# YOUR GOAL
Copy every line from the records that holds the word "castle".

# PROVIDED RECORDS
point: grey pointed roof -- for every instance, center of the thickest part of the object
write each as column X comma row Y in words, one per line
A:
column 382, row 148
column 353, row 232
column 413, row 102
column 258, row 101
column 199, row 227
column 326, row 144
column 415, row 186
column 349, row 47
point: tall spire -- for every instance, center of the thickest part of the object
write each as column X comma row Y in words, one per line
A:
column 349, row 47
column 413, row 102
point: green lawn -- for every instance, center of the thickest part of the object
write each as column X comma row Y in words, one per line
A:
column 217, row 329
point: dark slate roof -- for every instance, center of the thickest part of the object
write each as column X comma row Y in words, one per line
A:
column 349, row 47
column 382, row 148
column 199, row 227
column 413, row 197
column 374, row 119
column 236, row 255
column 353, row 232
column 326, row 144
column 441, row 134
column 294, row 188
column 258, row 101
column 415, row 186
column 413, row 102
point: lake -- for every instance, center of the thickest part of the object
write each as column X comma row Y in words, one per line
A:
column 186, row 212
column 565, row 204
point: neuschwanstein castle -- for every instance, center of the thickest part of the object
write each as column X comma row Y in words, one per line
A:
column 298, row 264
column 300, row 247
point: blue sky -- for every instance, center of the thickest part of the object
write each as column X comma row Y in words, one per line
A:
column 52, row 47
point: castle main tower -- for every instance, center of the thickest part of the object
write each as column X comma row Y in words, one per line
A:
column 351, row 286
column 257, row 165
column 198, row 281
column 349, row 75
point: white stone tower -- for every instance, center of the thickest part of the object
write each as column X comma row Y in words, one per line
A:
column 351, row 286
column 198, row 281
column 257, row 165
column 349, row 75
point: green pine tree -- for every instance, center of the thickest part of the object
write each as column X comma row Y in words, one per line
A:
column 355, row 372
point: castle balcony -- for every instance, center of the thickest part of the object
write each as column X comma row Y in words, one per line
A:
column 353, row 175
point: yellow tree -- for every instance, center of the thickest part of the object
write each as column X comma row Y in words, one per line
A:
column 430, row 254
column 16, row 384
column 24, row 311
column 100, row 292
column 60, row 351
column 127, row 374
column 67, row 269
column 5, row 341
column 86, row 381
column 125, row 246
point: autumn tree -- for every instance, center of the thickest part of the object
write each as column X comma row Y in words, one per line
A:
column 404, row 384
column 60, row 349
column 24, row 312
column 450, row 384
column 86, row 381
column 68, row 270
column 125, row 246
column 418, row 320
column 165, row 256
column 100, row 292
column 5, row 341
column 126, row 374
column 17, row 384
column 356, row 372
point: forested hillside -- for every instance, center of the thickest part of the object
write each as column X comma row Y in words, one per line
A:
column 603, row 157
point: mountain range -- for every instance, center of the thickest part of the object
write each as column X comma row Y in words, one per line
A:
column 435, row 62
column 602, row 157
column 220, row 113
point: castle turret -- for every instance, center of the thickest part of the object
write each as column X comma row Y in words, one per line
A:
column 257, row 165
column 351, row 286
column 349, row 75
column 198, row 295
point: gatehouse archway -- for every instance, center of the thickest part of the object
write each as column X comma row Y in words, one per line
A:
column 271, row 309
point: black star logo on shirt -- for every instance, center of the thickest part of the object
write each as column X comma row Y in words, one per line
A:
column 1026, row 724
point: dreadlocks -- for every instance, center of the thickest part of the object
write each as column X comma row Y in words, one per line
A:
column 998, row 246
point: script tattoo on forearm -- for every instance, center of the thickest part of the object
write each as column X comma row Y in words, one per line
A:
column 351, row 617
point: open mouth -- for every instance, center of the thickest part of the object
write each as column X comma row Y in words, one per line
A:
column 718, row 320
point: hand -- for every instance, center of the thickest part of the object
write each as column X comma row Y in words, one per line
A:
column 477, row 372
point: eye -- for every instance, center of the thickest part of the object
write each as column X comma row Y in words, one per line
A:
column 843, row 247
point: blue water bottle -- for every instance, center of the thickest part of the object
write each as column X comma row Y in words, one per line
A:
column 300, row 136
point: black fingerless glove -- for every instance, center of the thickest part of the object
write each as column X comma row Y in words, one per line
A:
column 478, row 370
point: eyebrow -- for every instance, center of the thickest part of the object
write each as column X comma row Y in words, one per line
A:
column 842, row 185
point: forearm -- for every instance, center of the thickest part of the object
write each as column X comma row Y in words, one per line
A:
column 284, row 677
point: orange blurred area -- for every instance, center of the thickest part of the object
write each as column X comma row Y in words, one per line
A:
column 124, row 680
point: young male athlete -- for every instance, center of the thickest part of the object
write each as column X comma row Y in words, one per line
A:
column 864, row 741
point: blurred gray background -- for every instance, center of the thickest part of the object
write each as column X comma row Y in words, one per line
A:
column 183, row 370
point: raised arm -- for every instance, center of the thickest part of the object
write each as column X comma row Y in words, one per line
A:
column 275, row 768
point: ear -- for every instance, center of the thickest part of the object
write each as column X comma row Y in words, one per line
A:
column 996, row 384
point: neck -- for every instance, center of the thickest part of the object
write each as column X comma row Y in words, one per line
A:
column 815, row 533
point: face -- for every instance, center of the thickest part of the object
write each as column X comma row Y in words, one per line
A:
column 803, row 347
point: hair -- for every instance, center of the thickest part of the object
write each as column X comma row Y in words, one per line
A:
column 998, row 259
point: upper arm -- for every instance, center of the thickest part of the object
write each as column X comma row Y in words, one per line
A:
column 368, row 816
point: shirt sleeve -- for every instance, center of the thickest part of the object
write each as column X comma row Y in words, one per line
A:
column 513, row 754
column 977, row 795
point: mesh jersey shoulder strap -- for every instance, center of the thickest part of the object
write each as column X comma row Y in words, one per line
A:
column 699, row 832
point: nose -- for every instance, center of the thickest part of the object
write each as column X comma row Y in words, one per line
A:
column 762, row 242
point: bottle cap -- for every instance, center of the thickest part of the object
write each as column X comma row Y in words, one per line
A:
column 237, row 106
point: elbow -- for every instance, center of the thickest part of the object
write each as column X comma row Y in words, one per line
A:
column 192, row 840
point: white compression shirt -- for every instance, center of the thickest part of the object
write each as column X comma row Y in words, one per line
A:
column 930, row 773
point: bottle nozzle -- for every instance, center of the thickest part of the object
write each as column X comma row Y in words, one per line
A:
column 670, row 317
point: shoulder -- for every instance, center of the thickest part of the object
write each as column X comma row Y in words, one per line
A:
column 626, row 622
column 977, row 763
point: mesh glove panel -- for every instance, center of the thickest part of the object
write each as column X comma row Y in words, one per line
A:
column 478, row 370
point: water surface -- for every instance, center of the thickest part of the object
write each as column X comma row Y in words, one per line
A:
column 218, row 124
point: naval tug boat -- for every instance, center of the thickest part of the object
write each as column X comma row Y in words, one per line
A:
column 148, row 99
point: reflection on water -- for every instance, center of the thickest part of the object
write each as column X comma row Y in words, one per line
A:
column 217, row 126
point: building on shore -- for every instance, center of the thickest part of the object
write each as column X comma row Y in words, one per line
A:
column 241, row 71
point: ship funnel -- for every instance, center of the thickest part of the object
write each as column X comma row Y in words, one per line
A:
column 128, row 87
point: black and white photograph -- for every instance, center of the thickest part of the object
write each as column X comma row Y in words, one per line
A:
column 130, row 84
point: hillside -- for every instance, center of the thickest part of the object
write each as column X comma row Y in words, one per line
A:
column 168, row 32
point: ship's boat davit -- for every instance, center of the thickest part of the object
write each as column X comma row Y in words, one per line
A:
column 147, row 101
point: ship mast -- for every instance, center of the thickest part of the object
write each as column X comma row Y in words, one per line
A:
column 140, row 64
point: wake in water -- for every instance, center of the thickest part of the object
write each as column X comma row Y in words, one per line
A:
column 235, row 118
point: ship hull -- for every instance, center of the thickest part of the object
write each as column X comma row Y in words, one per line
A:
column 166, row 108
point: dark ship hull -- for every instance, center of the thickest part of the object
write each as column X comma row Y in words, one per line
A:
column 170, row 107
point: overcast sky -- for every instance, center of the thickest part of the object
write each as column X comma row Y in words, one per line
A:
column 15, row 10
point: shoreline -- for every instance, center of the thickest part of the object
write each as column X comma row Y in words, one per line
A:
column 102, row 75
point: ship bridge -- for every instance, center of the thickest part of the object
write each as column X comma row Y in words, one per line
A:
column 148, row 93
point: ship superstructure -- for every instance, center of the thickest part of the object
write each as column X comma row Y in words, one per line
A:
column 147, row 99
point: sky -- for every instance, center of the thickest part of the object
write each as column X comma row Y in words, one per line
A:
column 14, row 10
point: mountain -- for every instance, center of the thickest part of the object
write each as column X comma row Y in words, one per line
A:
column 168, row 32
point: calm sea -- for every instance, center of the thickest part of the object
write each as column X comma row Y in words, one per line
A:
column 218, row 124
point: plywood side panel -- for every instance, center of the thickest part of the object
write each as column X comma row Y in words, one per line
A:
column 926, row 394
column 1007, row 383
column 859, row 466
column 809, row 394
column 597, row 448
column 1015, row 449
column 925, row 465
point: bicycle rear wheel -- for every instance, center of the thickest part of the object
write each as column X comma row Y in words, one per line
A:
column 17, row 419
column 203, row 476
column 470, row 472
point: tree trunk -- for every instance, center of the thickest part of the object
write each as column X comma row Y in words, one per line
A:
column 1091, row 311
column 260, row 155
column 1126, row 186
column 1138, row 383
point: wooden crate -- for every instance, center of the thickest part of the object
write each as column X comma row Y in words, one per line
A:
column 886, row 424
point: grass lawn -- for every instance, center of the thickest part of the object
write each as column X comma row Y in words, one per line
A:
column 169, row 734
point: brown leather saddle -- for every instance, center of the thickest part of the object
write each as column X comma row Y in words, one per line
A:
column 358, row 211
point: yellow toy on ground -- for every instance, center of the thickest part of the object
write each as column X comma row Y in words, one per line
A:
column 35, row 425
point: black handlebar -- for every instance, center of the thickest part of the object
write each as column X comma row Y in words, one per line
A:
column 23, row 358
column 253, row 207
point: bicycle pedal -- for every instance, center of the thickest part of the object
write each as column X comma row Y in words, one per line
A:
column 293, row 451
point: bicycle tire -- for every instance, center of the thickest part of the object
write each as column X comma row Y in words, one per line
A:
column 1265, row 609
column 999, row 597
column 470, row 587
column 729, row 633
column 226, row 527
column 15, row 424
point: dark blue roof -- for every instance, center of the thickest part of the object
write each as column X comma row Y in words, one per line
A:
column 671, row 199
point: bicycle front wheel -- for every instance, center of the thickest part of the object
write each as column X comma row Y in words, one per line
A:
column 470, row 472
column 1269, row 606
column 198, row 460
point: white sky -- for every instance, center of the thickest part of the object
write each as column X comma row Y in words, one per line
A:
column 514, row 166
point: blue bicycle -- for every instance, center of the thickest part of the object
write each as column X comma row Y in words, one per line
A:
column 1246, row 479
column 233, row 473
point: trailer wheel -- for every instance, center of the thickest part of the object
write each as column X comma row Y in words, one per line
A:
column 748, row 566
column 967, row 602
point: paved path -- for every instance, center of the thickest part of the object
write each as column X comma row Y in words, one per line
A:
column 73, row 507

# RESPONSE
point: neuschwanstein castle -- for every instance, center of the thickest part of the object
point: castle main tower -- for every instance, center of the thickest part of the object
point: castle balcony -- for every instance, center of the thickest part of the object
point: castle turret -- for every instance, center of the thickest part of the object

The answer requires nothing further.